* WHAT THE TASK ASKS *
Where the records below show the word "forest" in a line, please copy that line.

* MATERIAL FOR THIS TASK *
^^^^^^^^

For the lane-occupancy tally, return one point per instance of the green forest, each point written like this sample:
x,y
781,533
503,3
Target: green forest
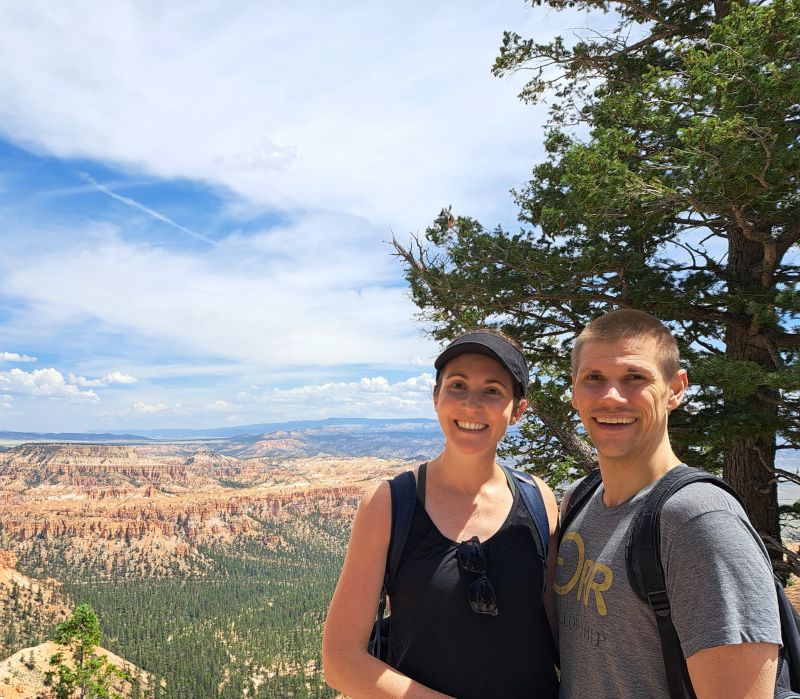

^^^^^^^^

* PROBLEM SOLUTION *
For the lane-occupancy tally, return one point per instance of the green forest, each point written like this sample:
Target: green forest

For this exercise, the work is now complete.